• [Task brief]:
The lines to be set down run from the line containing "Tag every instance of the man's beard" through the final line of the data below; print them exactly and print nothing else.

• [Source records]:
________________
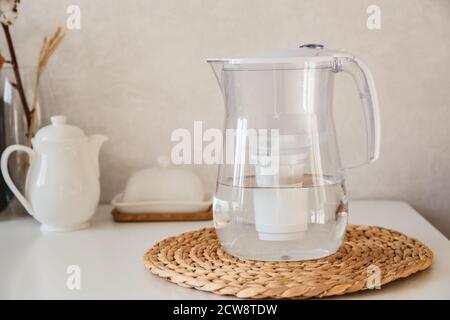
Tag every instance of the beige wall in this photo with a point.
(136, 70)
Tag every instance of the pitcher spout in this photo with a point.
(95, 143)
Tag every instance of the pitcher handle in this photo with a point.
(5, 172)
(369, 98)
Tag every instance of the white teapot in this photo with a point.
(62, 186)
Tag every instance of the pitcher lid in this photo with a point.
(308, 53)
(58, 130)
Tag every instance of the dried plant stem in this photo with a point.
(15, 67)
(47, 49)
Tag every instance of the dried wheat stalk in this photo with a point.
(47, 50)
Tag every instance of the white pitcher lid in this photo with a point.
(59, 130)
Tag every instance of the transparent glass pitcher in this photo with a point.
(280, 192)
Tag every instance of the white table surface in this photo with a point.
(33, 264)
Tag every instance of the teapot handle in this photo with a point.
(368, 94)
(4, 168)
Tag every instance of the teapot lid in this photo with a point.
(316, 54)
(58, 130)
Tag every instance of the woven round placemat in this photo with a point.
(197, 260)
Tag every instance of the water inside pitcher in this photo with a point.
(281, 190)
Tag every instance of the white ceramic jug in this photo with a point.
(62, 187)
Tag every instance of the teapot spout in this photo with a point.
(95, 143)
(217, 67)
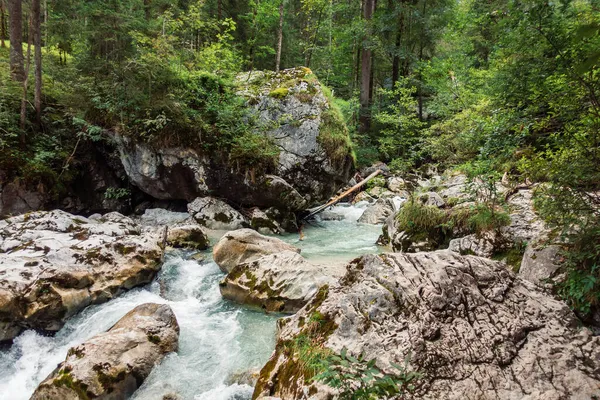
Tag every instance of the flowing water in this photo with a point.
(218, 341)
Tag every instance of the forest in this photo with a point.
(498, 90)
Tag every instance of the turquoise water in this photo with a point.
(219, 340)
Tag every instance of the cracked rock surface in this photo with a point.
(113, 364)
(471, 328)
(54, 264)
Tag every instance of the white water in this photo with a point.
(218, 339)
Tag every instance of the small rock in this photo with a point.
(432, 199)
(246, 245)
(112, 365)
(377, 213)
(261, 222)
(396, 184)
(216, 214)
(540, 262)
(187, 237)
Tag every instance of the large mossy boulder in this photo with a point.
(280, 282)
(246, 245)
(299, 121)
(54, 264)
(114, 364)
(466, 325)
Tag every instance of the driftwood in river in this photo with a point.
(339, 198)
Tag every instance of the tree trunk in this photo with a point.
(15, 13)
(25, 83)
(365, 76)
(279, 38)
(2, 24)
(37, 42)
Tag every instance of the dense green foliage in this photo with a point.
(496, 88)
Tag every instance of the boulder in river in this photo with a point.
(245, 245)
(216, 214)
(465, 324)
(315, 155)
(112, 365)
(54, 264)
(281, 282)
(187, 236)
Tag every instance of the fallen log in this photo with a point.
(339, 198)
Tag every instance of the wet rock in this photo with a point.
(261, 222)
(380, 192)
(246, 245)
(112, 365)
(280, 282)
(216, 214)
(54, 264)
(363, 196)
(466, 324)
(187, 236)
(15, 198)
(396, 184)
(379, 212)
(159, 216)
(483, 245)
(455, 187)
(525, 224)
(432, 199)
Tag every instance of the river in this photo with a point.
(219, 340)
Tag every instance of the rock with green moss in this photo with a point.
(112, 365)
(280, 282)
(54, 264)
(187, 236)
(216, 214)
(246, 245)
(298, 140)
(465, 324)
(315, 150)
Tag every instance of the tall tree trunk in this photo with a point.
(279, 38)
(37, 42)
(15, 14)
(25, 83)
(365, 76)
(2, 24)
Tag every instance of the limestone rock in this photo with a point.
(112, 365)
(363, 196)
(525, 223)
(541, 261)
(187, 236)
(54, 264)
(379, 212)
(261, 222)
(466, 324)
(483, 245)
(281, 282)
(432, 199)
(396, 184)
(291, 109)
(216, 214)
(246, 245)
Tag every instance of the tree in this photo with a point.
(279, 37)
(2, 24)
(15, 14)
(37, 42)
(366, 64)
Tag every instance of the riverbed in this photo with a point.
(220, 342)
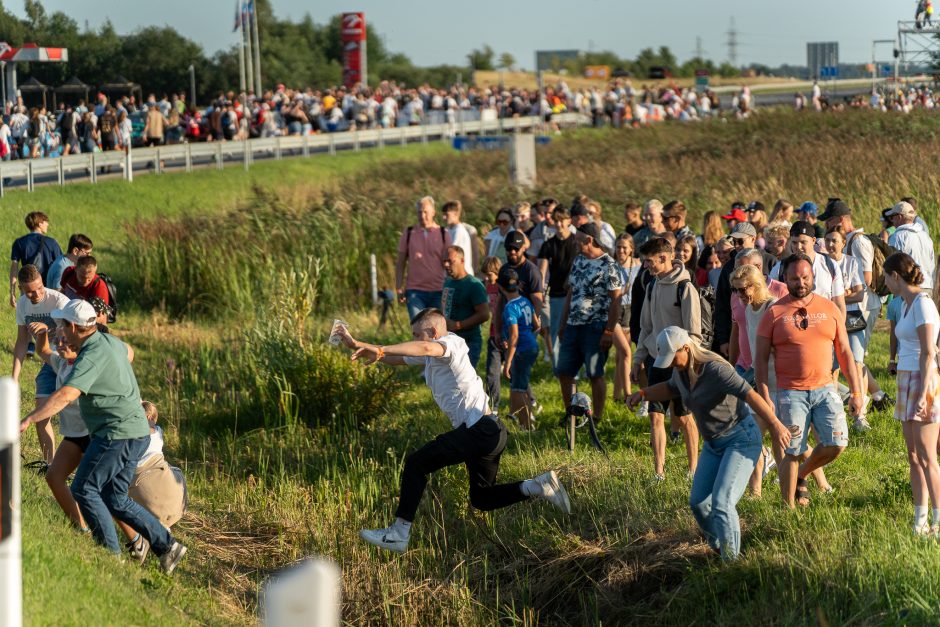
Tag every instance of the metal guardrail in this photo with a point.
(87, 167)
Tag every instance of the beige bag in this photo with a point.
(159, 490)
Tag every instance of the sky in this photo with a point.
(430, 32)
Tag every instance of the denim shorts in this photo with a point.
(45, 381)
(821, 408)
(521, 370)
(581, 345)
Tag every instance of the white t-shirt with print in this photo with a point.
(27, 312)
(455, 385)
(920, 312)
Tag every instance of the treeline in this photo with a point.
(158, 58)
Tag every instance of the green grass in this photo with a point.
(267, 491)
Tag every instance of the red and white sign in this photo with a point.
(353, 37)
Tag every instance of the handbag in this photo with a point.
(854, 322)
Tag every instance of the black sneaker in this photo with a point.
(886, 402)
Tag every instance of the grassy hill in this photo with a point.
(257, 410)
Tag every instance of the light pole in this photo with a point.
(192, 86)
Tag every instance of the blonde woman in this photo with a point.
(629, 267)
(722, 403)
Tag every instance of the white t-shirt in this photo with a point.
(861, 248)
(71, 424)
(922, 311)
(155, 447)
(27, 312)
(826, 284)
(455, 385)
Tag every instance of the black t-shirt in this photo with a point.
(560, 254)
(530, 279)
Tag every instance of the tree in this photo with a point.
(506, 61)
(481, 59)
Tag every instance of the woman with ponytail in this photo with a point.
(721, 402)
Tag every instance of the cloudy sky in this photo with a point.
(440, 31)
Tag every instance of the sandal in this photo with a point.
(801, 494)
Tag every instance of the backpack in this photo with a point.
(706, 299)
(112, 295)
(881, 251)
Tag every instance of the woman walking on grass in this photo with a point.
(721, 402)
(918, 405)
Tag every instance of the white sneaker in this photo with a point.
(171, 558)
(389, 538)
(553, 491)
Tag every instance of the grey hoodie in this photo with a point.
(660, 311)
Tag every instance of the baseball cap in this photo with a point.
(508, 279)
(669, 341)
(736, 214)
(835, 209)
(904, 209)
(808, 207)
(514, 240)
(742, 230)
(590, 228)
(77, 311)
(802, 227)
(579, 210)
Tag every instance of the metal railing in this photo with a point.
(87, 167)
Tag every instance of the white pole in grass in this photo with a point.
(304, 595)
(11, 578)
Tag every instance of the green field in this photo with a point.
(257, 410)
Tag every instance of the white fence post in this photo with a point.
(304, 595)
(11, 572)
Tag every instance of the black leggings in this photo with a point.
(479, 447)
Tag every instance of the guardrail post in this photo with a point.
(128, 165)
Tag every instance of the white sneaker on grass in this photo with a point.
(553, 491)
(389, 538)
(171, 558)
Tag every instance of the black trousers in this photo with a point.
(479, 448)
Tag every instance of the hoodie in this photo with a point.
(914, 240)
(660, 310)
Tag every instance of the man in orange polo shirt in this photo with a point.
(802, 329)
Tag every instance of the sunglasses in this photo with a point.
(804, 323)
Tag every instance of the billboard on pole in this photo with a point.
(353, 38)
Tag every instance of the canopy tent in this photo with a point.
(33, 86)
(122, 86)
(74, 87)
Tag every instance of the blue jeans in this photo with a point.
(100, 489)
(724, 467)
(416, 300)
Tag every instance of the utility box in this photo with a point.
(522, 160)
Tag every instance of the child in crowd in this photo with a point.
(520, 326)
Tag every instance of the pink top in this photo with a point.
(778, 290)
(425, 250)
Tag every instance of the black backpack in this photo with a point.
(112, 295)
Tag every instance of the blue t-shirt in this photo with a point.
(37, 249)
(519, 311)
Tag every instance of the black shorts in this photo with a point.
(661, 375)
(81, 442)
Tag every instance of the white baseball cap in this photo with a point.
(77, 311)
(669, 341)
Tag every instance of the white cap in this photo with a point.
(77, 311)
(669, 341)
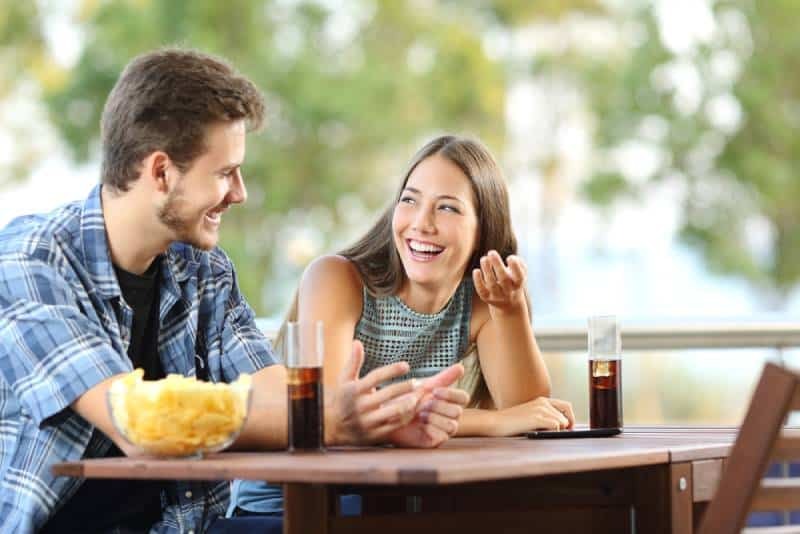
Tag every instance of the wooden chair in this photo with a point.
(761, 440)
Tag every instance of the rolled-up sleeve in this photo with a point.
(51, 352)
(245, 348)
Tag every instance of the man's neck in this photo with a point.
(134, 235)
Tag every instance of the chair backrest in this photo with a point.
(761, 440)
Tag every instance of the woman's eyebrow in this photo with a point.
(440, 197)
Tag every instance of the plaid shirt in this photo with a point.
(64, 328)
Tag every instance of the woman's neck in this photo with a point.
(426, 299)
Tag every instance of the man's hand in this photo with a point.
(422, 416)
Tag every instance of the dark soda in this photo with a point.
(605, 393)
(306, 430)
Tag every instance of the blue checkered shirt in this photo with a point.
(64, 328)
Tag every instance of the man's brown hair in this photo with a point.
(164, 100)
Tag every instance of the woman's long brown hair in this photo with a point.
(378, 262)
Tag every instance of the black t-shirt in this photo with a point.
(141, 294)
(101, 504)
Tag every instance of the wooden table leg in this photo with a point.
(306, 508)
(663, 499)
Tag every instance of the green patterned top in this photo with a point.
(392, 332)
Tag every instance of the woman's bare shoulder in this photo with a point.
(479, 318)
(332, 274)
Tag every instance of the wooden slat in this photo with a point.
(308, 509)
(705, 478)
(680, 479)
(558, 519)
(777, 494)
(596, 489)
(795, 405)
(750, 455)
(652, 500)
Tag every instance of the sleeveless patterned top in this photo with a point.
(392, 332)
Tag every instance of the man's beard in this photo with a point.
(170, 216)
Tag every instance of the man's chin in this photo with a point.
(206, 244)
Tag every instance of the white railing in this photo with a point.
(660, 335)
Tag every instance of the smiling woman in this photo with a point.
(434, 280)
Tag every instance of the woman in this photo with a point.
(435, 279)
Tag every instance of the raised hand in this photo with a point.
(501, 286)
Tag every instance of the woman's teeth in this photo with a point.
(424, 250)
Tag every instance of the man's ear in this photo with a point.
(156, 169)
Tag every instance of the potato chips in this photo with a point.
(178, 415)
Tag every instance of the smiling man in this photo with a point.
(132, 276)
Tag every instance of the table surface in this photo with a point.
(459, 460)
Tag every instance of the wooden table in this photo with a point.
(646, 481)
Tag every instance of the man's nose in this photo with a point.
(238, 192)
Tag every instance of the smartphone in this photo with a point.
(580, 433)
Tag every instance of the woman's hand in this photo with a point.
(438, 412)
(408, 413)
(542, 413)
(501, 286)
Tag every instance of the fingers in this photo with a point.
(549, 423)
(398, 412)
(444, 408)
(494, 275)
(547, 410)
(435, 435)
(480, 286)
(394, 391)
(444, 424)
(566, 410)
(382, 374)
(353, 366)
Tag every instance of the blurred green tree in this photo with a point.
________________
• [Problem solution]:
Tag every instance of the man's beard in this photo with a point.
(170, 216)
Tag every instance of the man's chin in this photo with a point.
(206, 244)
Tag every instance of the white railing in this photo with a point.
(660, 335)
Tag every instance of the smiling woman in this photo with a point.
(434, 280)
Tag every instance of the woman in this photo with a point.
(435, 279)
Tag every instance of the raised hand in this photo with a point.
(501, 286)
Tag every instance of the woman's teeth in this photo with a point.
(424, 250)
Tag every instance of the man's ear in this photo with a point.
(156, 169)
Tag every instance of the potato chips in this photo with a point.
(178, 415)
Tag every instance of the smiling man in this photo with a point.
(132, 276)
Tag every instance of the table surface in this photo with a point.
(459, 460)
Tag every instance of the wooden table in this photo with a point.
(646, 481)
Tag every instance of the man's nose in this photo with a point.
(238, 192)
Tag every instance of the smartphone in this photo with a point.
(580, 433)
Tag every instance of the woman's hand in this photo with a point.
(438, 412)
(408, 413)
(542, 413)
(501, 286)
Tag every instance of the fingers in this photo with a point.
(549, 423)
(398, 412)
(444, 408)
(494, 275)
(547, 410)
(435, 435)
(480, 286)
(394, 391)
(444, 424)
(566, 410)
(382, 374)
(353, 366)
Tag every instance of the blurred green tree in this photo with a point.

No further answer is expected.